**READING PASSAGE:**
--- START ---

Dr Brendan Kelly writes that removing the possibility of involuntary electro-convulsive therapy for patients with severe mental illness may be a violation of their rights to medical care — and even their right to life
Mental illness is a growing global challenge. The World Health Organization reports that depression, alcohol disorders, schizophrenia and bipolar affective disorder (manic depression) are among the top ten causes of years lived with disability amongst adults.
For adults under the age of 44 years, these four disorders are in the top five. In Europe, suicide is the second most common cause of death among 15-to-34-year-olds, and in China it is the leading cause.
The human suffering caused by mental illnesses, such as depression, is enormous and includes not only the distress felt by individuals themselves, but also the distress of their families and friends, societal concern at rates of suicide and the individual’s unfulfilled potential as a result of untreated mental illness and psychological distress.
Level of distress
The effects of social stigma and self stigma frequently compound this suffering even further, resulting in a level of distress that is as far-reaching as it is difficult to measure.

--- END ---

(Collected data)

--- START ---

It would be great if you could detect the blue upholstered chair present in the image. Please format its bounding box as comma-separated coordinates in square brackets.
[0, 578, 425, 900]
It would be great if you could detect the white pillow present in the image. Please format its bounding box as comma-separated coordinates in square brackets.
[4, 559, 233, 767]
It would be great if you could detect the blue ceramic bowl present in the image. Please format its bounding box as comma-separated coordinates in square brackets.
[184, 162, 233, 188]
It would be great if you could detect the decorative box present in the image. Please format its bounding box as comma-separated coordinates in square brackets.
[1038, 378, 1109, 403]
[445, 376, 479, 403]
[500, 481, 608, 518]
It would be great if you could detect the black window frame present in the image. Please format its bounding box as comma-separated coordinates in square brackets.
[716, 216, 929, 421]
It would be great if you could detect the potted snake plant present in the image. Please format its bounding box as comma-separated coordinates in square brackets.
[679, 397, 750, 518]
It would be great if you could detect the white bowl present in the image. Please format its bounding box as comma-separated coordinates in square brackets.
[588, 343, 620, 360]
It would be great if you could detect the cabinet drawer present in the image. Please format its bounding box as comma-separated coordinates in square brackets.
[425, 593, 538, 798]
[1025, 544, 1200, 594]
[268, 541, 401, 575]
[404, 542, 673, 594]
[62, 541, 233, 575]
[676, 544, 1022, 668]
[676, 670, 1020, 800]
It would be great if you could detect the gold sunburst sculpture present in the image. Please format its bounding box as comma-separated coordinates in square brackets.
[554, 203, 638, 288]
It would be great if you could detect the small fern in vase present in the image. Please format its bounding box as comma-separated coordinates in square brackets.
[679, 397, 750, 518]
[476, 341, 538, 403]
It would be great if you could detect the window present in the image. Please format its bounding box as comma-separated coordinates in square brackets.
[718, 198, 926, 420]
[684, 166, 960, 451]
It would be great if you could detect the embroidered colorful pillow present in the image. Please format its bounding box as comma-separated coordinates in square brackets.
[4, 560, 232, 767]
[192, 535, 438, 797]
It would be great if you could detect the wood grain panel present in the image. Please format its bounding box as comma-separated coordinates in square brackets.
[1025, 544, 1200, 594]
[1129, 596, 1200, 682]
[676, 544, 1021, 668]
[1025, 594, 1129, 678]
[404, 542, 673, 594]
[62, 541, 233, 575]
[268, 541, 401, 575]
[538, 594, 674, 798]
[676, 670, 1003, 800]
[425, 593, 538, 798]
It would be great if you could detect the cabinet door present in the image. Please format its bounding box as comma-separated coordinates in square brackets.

--- END ---

**LIST OF TASKS:**
- a) Do these statements agree with the passage on mental illness? Answer yes or no for each and quote the deciding words. (i) In China, suicide is the leading cause of death among 15-to-34-year-olds. (ii) In Europe, suicide is the most common cause of death among 15-to-34-year-olds. (iii) The distress resulting from stigma is easy to measure.
- b) How might the passage on mental illness go on after its final sentence? Write the next part.
The collected data has no connection to the passage on mental illness.

**PER-TASK ANSWERS:**
- a)
(i) Yes: "and in China it is the leading cause."
(ii) No: "In Europe, suicide is the second most common cause of death among 15-to-34-year-olds"
(iii) No: "a level of distress that is as far-reaching as it is difficult to measure."

- b)
In some ways, it is easier to measure the economic impact of mental illness: one study estimates that the annual cost of mental health problems in Ireland exceeds €3 billion, including just over €1 billion for the cost of healthcare, social care and other forms of direct care, and over €2 billion attributable to lost economic output (E. O’Shea and B. Kennelly, NUI Galway/Mental Health Commission).
This is an enormous loss to the Irish economy – a loss that is exceeded only by the incalculable personal suffering of individuals with mental illness and their families.
Mental health services
In order to address this prob-lem, Ireland clearly requires mental health services that are effective, efficient, equitable and acceptable to those who need them. A detailed blueprint for such services was outlined by the Government twice in the past three decades, in Planning for the Future (1984) and A Vision for Change (2006).
Regrettably, the priority accorded to mental health appears to have dropped steadily over this period: in 1966, 23 per cent of Ireland’s health budget was devoted to mental health; by 1984, this had fallen to 14 per cent and in 2009, it was to fall to less than 7 per cent.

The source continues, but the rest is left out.